## start

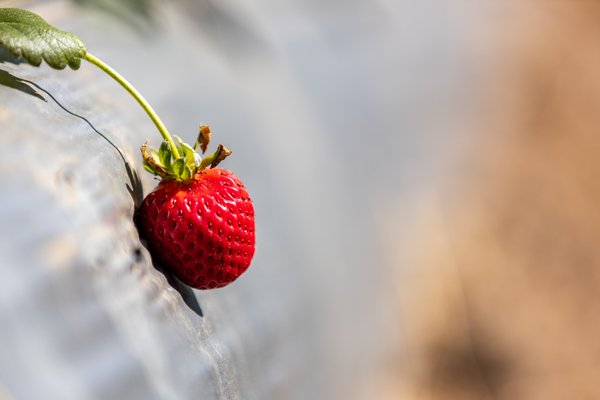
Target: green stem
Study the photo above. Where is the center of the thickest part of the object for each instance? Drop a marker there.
(136, 95)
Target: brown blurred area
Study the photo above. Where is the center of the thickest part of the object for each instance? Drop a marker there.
(498, 263)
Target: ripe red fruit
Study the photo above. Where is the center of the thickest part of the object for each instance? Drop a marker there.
(201, 229)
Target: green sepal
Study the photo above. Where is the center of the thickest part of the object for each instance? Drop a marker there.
(160, 162)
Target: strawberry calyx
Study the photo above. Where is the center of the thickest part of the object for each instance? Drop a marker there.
(181, 162)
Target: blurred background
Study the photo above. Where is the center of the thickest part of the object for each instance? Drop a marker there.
(424, 176)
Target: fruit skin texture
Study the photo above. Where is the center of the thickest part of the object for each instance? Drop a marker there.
(202, 230)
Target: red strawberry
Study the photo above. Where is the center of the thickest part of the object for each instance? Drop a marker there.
(199, 221)
(202, 230)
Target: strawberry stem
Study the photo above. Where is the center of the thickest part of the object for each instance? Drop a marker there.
(140, 99)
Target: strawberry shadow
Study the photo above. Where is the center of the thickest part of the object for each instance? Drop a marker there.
(134, 187)
(186, 292)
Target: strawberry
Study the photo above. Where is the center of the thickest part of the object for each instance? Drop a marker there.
(199, 222)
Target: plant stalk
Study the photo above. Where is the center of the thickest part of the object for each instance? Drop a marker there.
(139, 98)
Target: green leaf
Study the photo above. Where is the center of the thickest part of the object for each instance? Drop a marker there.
(28, 36)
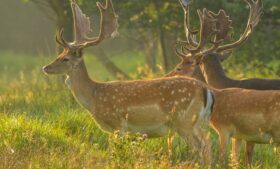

## end

Direction:
Can you copy out, word for word, the part of the entries above that opens with the line containing "Target: plant stalk" and runs through the end of the entries, including that first line, and leave the pictures out?

Finished exercise:
Target: plant stalk
Study the photo above. Where is the center of the thickest part of the object for each instance? Drop a marker there.
(139, 98)
Target: green leaf
Study the photo above. Where is the center of the thickest part of the object for each instance? Drop a marker there.
(28, 36)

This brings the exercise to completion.